[DATASET start]

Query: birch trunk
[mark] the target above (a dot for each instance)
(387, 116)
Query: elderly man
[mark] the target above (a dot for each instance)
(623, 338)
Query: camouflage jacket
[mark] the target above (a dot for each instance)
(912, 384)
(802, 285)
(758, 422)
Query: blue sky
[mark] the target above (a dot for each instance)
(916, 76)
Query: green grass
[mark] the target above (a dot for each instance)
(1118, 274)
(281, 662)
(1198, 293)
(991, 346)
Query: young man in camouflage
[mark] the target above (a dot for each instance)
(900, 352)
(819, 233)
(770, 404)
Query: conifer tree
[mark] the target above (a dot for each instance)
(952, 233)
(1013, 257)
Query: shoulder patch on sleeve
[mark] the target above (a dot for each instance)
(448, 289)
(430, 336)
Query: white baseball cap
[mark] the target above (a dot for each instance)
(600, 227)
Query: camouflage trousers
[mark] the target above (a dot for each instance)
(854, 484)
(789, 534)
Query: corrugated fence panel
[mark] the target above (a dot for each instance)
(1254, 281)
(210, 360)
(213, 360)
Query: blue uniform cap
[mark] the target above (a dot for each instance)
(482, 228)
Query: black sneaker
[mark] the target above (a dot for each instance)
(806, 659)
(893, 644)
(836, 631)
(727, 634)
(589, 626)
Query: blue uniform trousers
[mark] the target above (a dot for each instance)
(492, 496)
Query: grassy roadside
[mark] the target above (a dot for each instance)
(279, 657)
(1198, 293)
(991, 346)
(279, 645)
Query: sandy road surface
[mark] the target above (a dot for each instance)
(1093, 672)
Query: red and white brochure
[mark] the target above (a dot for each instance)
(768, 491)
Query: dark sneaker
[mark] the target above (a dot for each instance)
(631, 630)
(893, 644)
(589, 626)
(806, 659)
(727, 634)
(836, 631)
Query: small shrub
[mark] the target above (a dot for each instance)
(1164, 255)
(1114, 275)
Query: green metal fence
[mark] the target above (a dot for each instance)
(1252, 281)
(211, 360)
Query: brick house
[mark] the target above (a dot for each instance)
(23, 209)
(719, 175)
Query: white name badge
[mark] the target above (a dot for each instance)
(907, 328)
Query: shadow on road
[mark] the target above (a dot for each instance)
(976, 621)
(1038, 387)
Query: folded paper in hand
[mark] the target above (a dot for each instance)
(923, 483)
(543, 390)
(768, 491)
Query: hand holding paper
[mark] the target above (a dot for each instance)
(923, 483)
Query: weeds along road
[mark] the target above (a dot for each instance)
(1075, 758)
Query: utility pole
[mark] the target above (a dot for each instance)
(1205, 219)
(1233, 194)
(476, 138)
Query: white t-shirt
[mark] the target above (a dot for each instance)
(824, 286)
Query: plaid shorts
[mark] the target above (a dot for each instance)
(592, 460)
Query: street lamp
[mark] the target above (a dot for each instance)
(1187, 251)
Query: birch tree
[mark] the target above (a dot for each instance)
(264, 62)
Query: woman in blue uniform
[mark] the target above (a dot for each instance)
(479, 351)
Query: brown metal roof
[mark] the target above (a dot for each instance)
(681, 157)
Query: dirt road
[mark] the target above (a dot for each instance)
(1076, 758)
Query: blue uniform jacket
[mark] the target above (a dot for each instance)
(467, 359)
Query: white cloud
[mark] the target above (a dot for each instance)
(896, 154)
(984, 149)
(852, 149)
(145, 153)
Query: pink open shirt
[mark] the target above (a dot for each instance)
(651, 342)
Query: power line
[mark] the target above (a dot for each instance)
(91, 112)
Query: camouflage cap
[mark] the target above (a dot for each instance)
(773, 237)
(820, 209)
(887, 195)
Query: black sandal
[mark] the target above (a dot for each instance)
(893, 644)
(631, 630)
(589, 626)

[DATASET end]

Please write out the listing again, switching every "Query" to "Label" and leaving everything else unchanged.

▶ _EXERCISE ANSWER_
Label: birch trunk
[mark] the target above (a dot for each instance)
(387, 116)
Label: elderly man
[mark] the target above (a dot for each instance)
(623, 338)
Label: camouflage jacket
[mark] the target above (a dot for each instance)
(912, 384)
(802, 285)
(758, 422)
Label: blue sky
[mark] the target above (a dot for each instance)
(916, 76)
Label: green grass
[mark] the target above (a dot for each instance)
(1118, 274)
(281, 662)
(1198, 293)
(991, 346)
Label: young man in camouflage
[mark] the target above (a dot for each instance)
(900, 352)
(819, 233)
(770, 404)
Label: conifer tree
[mark] the target above (a dot for each instance)
(952, 233)
(1013, 257)
Label: shoulder patch on sleeve
[mark] the target above (a dot for each instance)
(448, 289)
(430, 336)
Label: white baseball cap
[mark] the target above (a dot for each instance)
(600, 227)
Label: camouflage trousers
[mark] the target above (a dot for each instance)
(854, 484)
(789, 534)
Label: corrugated fence panel
[mark] the target above (a dot for each instance)
(1254, 281)
(210, 360)
(213, 360)
Label: blue uniform cap
[mark] the target above (a dot for each instance)
(482, 228)
Label: black sneaker
[mark] the target above (a dot for each instance)
(806, 659)
(893, 644)
(836, 631)
(727, 634)
(589, 626)
Label: blue uniform trousers
[mark] the target above (a dot for each instance)
(492, 496)
Label: grassy roadside
[mark] the target above (a dot for each instance)
(279, 657)
(1198, 293)
(991, 346)
(279, 645)
Label: sandy road surface
[mark] the target above (a dot for each instance)
(1093, 672)
Label: red and white brochure
[mark] the target above (a dot for each instance)
(768, 491)
Label: dark sneaker
[mark] the target above (a dot for each instance)
(631, 630)
(893, 644)
(589, 626)
(806, 659)
(727, 634)
(836, 631)
Label: small shrub
[mark] the target above (a dot for each instance)
(1164, 255)
(1114, 275)
Label: green metal fence
[mark] the target above (a dot for each instance)
(1252, 281)
(211, 360)
Label: brick house
[mark] the target above (a dot for each instance)
(23, 209)
(719, 175)
Label: white name badge
[mark] the target above (a dot for each instance)
(907, 328)
Label: shadow on road
[mark] the target above (a dot for each instance)
(976, 621)
(1038, 387)
Label: folded paper in hand
[mark] the target above (a dot for each instance)
(923, 483)
(543, 390)
(768, 491)
Label: hand holding paper
[mark] the target above (a dot for each instance)
(923, 483)
Label: weeds along road
[mark] the target above (a dot for each instance)
(1075, 758)
Label: utility pole
[mark] the target above (a dot for each instance)
(1205, 219)
(1233, 194)
(476, 138)
Label: white t-shirt
[mark] the target above (a dot for each instance)
(824, 286)
Label: plaid shorts
[mark] the target above (a dot for each instance)
(592, 460)
Label: street lamp
[mark] the target above (a dot for each instance)
(1187, 251)
Label: birch tree
[mark] the target above (a dot for each instance)
(264, 62)
Label: woman in blue uniform
[mark] the target above (a dot for each instance)
(479, 351)
Label: brown metal roof
[mark] the target above (a dot for each instance)
(681, 157)
Label: dirt road
[mark] the target above (a dot for each instance)
(1076, 758)
Label: blue uniform jacket
[mark] the target above (a dot for each instance)
(467, 359)
Label: white cloud
[mark] the target above (a dot for each instance)
(896, 154)
(984, 149)
(852, 149)
(145, 153)
Label: pink open shirt
[mark] the target above (a dot for each instance)
(651, 342)
Label: power line
[mark] the target above (a dot for each instance)
(91, 112)
Label: camouflage cap
[mark] the target above (a dot for each instance)
(773, 237)
(820, 209)
(887, 195)
Label: black sandal
[mark] the target above (a dot for each instance)
(893, 644)
(631, 630)
(589, 626)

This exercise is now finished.